A line qualifies if it holds the string "thin". Copy every qualifying line from the records.

*** Opening of Information supplied ***

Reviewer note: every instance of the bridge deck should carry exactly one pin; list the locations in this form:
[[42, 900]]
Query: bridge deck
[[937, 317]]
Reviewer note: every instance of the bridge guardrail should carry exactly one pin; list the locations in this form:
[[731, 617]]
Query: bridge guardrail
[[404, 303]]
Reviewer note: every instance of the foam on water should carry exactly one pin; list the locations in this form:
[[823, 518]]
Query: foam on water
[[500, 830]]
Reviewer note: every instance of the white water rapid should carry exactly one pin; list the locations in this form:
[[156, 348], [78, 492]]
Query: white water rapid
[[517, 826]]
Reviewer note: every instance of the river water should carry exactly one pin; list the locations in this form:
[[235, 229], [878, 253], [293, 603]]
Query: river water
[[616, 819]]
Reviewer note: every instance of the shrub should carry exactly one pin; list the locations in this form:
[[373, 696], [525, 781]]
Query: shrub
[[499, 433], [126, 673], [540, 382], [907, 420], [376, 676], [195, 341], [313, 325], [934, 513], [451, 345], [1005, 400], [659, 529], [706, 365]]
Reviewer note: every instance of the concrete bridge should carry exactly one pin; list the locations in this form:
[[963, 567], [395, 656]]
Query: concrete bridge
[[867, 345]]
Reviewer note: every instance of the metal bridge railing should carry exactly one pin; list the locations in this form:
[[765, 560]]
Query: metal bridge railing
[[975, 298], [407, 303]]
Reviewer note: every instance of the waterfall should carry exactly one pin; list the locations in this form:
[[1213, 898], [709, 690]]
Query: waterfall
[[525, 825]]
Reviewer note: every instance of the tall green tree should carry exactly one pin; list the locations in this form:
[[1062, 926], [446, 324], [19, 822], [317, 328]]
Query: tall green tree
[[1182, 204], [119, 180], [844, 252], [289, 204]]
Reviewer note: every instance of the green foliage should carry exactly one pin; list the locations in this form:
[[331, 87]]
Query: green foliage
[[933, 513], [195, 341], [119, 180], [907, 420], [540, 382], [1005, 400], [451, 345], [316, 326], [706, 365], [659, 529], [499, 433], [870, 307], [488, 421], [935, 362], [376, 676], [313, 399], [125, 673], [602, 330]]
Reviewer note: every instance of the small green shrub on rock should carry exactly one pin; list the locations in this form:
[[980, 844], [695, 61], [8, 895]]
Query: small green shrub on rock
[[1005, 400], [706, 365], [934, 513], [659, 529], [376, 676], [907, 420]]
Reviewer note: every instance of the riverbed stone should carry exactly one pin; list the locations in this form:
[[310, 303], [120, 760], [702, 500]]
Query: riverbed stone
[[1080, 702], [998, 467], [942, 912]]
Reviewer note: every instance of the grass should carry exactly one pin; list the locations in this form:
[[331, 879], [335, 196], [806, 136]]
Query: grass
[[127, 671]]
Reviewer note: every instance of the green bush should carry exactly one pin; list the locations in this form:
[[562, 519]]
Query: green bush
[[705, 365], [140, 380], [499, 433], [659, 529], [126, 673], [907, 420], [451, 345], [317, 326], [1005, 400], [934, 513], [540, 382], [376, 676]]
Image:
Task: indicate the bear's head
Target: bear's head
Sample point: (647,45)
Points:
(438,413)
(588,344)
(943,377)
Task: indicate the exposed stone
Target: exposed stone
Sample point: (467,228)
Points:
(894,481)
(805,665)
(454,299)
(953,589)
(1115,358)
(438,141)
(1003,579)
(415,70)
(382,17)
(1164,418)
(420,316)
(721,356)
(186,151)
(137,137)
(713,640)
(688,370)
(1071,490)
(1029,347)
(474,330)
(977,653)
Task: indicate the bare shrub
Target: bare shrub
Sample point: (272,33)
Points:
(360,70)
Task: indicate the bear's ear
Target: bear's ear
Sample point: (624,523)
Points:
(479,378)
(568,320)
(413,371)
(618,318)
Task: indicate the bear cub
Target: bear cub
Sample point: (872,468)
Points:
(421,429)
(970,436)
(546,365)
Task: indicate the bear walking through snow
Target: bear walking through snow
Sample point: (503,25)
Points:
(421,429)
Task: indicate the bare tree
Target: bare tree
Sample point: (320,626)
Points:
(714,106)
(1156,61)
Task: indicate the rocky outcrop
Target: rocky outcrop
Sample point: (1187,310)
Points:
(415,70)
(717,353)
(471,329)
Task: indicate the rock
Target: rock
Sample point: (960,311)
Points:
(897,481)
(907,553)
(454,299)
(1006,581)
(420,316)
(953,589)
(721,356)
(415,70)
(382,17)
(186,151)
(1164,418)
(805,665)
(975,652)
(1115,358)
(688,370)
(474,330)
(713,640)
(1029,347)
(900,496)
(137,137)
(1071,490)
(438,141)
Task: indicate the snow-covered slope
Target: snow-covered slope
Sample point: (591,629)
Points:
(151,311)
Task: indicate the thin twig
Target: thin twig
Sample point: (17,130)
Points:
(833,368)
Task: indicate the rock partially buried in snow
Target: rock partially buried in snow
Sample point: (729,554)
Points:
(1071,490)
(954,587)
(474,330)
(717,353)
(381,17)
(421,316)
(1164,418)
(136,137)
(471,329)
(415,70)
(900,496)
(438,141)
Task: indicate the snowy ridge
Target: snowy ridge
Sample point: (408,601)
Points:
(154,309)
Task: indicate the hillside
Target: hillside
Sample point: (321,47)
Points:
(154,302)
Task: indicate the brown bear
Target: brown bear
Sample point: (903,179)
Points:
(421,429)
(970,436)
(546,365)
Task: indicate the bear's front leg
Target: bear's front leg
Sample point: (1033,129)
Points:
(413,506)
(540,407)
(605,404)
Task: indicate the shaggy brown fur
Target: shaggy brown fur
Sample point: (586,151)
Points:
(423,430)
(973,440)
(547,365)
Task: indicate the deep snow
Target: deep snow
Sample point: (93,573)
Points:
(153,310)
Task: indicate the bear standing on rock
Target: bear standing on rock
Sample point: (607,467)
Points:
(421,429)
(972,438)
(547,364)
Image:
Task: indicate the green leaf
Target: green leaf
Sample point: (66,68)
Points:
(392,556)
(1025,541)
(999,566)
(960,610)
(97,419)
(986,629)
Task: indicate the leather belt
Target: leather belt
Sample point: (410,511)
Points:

*** Close of Information supplied ***

## Written solution
Task: indicate the thin twig
Target: thin twig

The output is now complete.